**Source passage:**
My Daily Posting Method
I wrote about what technologies and thought technologies™ I've been using to write a daily post for the last 95 (now 96) days straight.
I'll probably change how I'm doing this soon, but here's a thread/post on the method I've used to write a thread/post every day for the past 95 days.
A weekly newsletter became too much pressure, and I hypothesized that a daily post might relieve that pressure. I was right. 👇
The key thing about a daily post is that it needs to take as little time as possible. I experience great difficulty providing constraints for myself, so "I post every day" is a pretty blunt weapon to deal with that.
The second constraint I added to this daily post was my own platonic ideal of a Twitter thread, which is 5-12 tweets in length with each tweet able to stand on its own or preserve some meaning outside the context of the thread.
One of the nice things about Twitter is that I don't really care about Twitter. It's not mine. I don't own it or anything I post on it. I'm just a shivering denizen of this hell's garden labyrinth. So my perfectionism is somewhat tamed.

**Required work:**
In the daily posting passage, how many tweets long is the writer's ideal Twitter thread?

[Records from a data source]

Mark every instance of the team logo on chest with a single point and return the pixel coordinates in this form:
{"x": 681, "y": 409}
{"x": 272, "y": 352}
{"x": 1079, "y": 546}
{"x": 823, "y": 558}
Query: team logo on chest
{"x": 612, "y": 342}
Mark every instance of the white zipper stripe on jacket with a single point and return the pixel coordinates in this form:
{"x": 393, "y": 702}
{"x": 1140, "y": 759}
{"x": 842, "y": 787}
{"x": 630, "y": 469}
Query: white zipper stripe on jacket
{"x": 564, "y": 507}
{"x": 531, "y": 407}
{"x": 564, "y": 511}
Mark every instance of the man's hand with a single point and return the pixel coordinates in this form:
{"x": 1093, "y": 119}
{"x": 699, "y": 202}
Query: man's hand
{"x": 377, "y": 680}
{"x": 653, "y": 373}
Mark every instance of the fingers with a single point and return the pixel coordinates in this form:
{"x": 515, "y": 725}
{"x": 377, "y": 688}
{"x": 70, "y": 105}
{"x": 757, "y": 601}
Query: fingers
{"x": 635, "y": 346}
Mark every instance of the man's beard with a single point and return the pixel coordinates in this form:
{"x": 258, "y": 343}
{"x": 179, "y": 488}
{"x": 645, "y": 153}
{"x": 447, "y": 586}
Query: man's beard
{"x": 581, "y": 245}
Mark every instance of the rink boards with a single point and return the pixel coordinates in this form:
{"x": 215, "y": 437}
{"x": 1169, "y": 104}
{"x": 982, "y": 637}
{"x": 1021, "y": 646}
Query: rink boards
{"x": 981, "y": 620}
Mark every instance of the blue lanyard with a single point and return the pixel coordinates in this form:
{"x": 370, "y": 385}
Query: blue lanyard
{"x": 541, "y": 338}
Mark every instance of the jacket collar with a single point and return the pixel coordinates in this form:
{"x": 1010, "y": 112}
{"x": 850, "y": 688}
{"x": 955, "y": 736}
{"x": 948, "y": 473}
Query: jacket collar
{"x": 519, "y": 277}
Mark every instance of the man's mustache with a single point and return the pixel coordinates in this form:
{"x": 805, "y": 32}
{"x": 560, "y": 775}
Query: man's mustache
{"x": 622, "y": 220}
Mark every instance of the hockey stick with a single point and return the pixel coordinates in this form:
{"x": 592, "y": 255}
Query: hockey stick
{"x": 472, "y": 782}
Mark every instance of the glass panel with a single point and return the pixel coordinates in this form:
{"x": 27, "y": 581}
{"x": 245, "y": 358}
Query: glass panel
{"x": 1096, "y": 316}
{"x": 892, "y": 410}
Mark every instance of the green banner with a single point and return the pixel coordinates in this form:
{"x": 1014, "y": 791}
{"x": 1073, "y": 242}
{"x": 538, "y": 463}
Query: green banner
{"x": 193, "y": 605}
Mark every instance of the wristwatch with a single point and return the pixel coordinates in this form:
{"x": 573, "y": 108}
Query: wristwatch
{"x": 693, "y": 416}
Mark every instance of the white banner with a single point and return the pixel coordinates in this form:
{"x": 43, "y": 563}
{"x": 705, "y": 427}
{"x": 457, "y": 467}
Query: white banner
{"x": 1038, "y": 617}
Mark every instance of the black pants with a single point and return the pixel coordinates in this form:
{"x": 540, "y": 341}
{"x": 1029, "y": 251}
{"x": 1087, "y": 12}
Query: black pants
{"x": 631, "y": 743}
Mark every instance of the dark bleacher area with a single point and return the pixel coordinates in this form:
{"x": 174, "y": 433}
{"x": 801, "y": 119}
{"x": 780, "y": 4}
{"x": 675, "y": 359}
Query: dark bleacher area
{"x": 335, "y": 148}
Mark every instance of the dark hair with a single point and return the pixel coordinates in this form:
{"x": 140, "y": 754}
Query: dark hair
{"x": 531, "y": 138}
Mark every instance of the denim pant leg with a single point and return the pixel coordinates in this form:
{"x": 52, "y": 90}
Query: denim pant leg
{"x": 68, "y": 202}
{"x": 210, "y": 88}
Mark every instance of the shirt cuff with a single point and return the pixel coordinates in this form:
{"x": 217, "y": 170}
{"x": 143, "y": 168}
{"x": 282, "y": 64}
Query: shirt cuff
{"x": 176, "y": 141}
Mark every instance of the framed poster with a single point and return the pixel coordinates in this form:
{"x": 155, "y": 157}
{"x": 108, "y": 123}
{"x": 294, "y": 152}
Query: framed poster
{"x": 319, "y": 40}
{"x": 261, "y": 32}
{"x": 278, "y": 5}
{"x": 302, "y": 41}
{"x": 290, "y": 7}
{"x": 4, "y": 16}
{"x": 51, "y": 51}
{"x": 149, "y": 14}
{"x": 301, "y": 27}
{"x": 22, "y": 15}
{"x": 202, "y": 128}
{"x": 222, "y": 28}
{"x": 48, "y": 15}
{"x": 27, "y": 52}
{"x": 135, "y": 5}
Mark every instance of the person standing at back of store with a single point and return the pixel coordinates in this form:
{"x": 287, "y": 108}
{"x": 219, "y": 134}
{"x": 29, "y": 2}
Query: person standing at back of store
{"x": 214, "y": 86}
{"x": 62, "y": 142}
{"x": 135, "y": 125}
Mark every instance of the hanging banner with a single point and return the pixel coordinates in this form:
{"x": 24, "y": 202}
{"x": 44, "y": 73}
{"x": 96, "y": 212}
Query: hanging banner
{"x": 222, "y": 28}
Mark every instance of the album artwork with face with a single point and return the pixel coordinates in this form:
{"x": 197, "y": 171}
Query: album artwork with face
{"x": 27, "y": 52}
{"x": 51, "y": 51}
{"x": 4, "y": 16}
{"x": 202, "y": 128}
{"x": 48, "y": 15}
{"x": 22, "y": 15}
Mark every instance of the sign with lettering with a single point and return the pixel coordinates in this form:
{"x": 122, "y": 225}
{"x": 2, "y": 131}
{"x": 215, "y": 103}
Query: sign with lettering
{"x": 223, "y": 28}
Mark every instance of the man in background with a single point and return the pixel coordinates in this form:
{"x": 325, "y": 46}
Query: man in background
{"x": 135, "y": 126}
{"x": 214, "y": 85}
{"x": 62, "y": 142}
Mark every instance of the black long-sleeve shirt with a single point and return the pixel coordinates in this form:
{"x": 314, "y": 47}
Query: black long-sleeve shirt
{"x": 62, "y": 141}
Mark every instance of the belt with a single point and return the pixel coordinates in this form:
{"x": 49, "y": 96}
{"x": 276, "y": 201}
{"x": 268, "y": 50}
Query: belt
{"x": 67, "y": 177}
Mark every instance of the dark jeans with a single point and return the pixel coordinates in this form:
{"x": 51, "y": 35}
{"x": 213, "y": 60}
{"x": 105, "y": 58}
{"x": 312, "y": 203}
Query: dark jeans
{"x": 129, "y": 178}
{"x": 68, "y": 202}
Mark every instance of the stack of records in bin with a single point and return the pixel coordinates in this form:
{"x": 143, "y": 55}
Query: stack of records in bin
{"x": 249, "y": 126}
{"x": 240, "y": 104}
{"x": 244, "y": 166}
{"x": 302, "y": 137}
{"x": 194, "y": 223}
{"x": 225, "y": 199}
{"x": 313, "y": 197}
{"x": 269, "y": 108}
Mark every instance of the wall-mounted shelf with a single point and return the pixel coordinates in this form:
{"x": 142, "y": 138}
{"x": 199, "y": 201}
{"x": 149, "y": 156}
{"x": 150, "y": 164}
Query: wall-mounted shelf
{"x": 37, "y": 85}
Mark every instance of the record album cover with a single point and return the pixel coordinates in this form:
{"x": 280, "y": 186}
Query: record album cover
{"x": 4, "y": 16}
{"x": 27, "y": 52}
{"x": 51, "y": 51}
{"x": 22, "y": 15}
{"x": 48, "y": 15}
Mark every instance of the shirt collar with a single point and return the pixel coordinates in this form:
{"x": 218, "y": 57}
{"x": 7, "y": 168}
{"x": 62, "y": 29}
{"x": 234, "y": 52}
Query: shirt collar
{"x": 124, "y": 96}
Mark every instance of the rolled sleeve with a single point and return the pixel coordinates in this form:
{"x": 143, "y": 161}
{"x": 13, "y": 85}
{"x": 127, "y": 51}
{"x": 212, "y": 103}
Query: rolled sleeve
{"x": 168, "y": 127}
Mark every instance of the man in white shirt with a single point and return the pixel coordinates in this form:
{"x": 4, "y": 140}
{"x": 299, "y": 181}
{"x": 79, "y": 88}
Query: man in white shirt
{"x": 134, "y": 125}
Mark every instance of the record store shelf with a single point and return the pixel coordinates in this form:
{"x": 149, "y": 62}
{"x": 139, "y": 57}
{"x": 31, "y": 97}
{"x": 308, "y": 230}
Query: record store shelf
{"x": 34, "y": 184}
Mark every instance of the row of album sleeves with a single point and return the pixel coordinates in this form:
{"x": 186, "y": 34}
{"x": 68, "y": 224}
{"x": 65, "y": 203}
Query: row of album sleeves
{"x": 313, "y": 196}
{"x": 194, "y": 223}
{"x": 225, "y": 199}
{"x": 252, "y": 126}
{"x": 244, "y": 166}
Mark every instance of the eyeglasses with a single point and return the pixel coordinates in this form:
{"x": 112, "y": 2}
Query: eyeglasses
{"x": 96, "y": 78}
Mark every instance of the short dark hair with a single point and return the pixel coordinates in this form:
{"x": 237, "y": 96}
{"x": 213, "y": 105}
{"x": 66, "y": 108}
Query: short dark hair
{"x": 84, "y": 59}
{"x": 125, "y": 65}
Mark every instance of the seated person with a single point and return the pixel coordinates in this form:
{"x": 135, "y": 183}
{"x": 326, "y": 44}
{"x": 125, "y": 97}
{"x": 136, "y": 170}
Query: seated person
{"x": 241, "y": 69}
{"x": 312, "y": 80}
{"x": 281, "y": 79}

**Answer in full:**
5 to 12 tweets.